=== Section Start ===

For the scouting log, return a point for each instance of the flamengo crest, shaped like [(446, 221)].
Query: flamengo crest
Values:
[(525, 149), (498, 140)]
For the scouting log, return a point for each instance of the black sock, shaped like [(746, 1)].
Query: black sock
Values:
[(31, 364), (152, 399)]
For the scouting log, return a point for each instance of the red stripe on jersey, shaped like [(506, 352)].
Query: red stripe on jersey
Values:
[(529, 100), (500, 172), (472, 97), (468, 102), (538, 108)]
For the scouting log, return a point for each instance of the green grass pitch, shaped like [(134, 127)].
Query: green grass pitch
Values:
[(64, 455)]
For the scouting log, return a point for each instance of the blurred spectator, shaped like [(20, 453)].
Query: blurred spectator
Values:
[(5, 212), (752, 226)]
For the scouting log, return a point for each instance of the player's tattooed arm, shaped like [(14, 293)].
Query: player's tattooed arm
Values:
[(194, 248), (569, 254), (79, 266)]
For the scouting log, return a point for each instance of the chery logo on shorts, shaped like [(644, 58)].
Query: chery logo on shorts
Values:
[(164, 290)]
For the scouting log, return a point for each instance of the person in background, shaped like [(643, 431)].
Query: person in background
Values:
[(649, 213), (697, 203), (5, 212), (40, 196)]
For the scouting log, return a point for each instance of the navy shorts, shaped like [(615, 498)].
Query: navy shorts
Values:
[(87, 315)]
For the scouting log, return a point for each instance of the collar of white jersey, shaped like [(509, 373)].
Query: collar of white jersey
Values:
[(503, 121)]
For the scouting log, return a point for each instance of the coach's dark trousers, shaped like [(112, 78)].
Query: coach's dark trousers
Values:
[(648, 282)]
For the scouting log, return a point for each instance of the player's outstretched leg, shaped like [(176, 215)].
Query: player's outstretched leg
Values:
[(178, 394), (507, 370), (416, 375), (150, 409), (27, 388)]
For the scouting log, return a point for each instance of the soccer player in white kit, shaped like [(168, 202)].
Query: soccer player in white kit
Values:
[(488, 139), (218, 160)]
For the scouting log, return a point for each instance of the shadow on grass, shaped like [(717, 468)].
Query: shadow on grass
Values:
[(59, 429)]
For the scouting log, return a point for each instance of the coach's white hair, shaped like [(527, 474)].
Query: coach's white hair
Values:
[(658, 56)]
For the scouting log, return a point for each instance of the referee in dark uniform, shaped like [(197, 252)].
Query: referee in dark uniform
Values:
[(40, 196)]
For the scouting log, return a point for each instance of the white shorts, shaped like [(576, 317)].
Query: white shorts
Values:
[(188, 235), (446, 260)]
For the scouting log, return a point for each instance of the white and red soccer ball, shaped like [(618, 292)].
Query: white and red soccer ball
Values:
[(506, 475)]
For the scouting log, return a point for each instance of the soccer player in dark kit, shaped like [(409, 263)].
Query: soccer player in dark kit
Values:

=== Section End ===

:: YOUR INSTRUCTIONS ::
Taking the material above as a whole, how many of its lines contain "referee"? The reply should be that number alone.

:: EXERCISE ANSWER ::
2